**TO DO**. Pictures are to be left out; everything else in the records must be repeated exactly.

**INFORMATION GIVEN**.

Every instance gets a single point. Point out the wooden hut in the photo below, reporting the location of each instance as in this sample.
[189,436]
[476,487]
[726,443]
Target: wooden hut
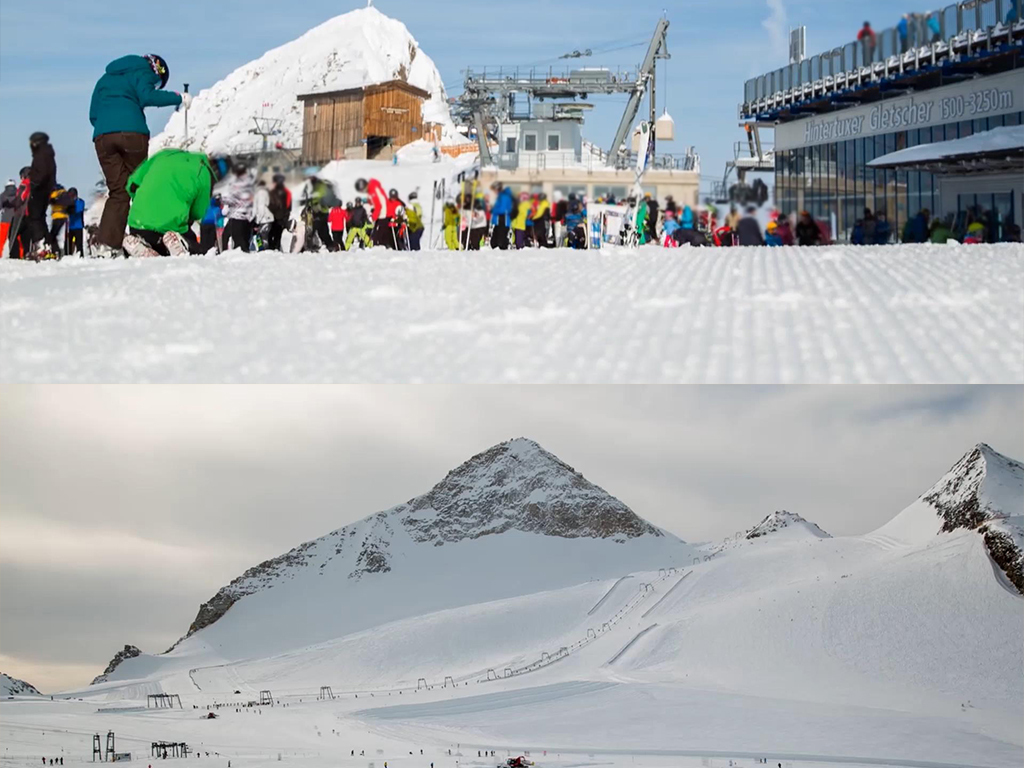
[370,122]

**SOLVED PROBLEM**.
Every instance gets a single point. Point out the wooden hut in the photo below, reporting the location of each instance as in this sample.
[189,436]
[476,487]
[726,443]
Target: wooden hut
[370,122]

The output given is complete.